=== Section Start ===

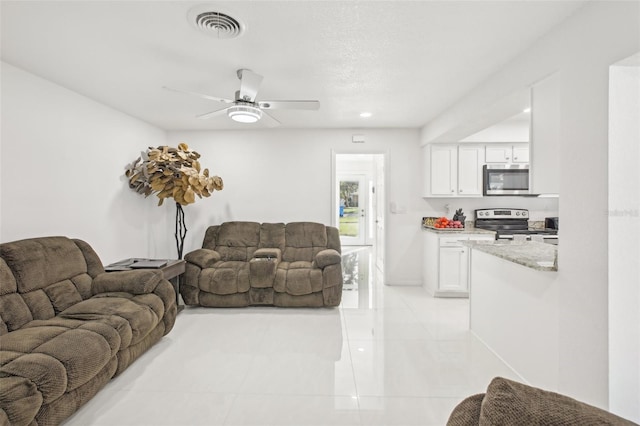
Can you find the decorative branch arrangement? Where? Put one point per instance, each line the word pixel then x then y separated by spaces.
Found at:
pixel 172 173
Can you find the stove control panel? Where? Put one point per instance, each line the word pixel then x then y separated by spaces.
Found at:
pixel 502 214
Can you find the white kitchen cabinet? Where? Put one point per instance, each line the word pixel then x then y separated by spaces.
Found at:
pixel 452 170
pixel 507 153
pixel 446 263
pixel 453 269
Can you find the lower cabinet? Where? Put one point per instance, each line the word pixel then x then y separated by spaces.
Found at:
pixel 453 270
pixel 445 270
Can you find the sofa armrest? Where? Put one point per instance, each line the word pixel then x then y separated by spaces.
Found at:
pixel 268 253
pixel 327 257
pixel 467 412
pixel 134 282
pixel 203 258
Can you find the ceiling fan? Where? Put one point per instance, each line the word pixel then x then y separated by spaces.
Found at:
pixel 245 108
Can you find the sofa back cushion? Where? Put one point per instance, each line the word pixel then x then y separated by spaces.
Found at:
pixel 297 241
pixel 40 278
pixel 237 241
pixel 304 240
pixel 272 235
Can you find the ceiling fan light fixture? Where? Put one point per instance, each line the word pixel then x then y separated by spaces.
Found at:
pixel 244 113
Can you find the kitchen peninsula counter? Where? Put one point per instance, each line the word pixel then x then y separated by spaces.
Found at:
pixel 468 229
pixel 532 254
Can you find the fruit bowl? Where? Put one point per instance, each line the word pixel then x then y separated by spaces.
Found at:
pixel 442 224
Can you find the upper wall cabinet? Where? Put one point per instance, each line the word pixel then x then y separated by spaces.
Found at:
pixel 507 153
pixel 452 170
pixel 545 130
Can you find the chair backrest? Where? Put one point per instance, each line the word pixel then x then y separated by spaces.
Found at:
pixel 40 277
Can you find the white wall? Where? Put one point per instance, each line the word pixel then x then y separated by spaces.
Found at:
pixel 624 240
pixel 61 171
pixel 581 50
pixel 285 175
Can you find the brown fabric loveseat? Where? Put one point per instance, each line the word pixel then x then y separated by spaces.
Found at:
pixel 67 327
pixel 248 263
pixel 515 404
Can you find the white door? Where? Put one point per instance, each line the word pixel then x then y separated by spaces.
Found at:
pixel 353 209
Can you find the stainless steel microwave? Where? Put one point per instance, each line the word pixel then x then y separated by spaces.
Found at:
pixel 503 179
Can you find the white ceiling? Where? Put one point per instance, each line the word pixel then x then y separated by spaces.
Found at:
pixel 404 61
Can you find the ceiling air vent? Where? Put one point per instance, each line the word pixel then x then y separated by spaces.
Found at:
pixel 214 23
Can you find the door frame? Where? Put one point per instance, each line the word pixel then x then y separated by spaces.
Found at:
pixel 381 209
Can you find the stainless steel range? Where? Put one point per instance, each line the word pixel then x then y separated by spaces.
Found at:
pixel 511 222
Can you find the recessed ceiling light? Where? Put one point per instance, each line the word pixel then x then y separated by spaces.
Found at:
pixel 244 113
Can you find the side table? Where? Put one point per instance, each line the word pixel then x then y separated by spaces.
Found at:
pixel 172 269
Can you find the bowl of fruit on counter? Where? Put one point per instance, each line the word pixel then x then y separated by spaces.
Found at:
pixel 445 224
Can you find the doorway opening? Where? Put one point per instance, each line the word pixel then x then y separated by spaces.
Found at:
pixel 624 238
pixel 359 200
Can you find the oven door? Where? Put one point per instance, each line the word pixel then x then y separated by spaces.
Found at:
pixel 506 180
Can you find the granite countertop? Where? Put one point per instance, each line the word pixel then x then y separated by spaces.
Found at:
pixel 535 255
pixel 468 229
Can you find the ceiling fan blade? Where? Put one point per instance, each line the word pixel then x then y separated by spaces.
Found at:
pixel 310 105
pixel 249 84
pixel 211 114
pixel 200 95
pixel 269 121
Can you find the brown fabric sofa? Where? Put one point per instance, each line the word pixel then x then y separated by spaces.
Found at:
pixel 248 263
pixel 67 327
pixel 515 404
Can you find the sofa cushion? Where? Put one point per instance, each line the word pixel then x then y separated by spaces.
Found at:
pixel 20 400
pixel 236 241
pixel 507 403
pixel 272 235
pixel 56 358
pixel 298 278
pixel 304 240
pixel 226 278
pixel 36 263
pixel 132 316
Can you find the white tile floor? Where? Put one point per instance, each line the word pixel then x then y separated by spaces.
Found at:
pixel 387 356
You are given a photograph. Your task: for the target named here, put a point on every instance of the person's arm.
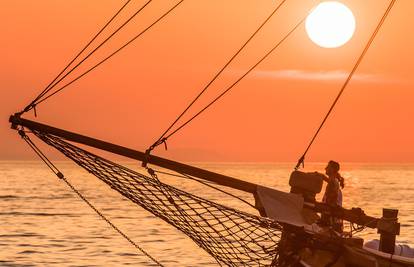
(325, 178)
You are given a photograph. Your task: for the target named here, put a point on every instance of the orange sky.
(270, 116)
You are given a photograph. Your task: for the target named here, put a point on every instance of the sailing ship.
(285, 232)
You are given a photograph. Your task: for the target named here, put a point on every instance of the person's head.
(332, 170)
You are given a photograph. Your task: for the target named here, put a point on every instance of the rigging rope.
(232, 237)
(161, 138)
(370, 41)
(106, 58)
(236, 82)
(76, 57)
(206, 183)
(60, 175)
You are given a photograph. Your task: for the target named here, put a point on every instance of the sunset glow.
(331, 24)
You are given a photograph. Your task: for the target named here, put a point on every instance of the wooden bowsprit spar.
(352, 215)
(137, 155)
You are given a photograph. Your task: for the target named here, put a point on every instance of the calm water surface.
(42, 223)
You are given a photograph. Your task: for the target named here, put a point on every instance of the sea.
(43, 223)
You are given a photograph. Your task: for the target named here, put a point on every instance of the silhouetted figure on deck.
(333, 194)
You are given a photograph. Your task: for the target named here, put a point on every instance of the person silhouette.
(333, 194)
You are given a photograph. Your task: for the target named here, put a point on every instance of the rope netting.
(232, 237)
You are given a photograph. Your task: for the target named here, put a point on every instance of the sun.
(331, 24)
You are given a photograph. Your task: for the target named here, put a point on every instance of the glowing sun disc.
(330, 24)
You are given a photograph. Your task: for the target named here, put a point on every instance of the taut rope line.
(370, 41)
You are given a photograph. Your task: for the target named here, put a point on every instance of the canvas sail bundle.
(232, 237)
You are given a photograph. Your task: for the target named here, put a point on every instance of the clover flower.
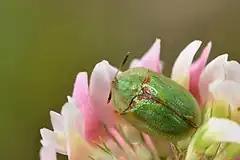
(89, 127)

=== Section End ===
=== Section Start ===

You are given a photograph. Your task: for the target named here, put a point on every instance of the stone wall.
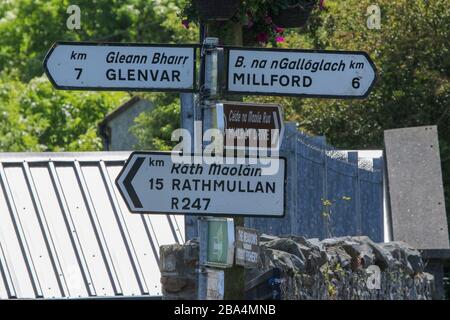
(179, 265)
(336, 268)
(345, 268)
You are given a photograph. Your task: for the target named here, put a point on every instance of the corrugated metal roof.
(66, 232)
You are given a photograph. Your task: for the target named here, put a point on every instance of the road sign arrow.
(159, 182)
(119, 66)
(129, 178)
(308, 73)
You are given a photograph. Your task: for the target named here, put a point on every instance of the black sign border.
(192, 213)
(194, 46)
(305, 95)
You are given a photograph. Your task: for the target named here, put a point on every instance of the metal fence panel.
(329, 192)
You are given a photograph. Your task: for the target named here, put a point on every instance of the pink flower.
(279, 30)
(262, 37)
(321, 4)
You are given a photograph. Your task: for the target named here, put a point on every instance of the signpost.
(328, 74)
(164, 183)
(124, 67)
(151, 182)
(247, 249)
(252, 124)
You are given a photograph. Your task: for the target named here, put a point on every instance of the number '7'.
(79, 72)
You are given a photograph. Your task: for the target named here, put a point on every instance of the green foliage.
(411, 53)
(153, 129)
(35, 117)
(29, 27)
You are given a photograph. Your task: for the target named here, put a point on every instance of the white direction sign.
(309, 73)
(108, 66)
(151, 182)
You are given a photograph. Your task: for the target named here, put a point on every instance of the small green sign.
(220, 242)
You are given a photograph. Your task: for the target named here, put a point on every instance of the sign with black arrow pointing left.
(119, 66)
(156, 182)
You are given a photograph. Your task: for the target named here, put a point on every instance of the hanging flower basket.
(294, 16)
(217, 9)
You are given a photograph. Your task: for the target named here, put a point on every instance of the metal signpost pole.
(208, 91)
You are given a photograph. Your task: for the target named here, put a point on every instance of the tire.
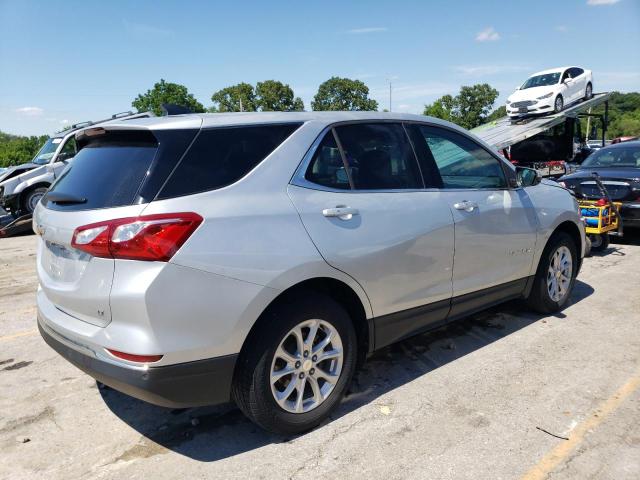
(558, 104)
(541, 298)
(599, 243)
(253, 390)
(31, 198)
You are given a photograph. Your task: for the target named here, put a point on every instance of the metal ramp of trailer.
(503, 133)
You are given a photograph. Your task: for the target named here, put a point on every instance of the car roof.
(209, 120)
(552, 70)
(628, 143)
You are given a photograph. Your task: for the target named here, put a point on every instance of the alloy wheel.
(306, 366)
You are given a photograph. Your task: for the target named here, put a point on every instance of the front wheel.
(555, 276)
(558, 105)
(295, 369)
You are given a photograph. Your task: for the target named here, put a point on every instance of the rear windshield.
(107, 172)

=== Section End ===

[Problem requirements]: Return every line of the listing that has the word "brown" in it.

[Expected output]:
Can you find the brown fabric loveseat? Where? Put one point per instance, each line the word pixel then x then y separated by spaces.
Can you find the brown fabric sofa? Where? Put one point per instance, each line the word pixel then x then y separated by spaces.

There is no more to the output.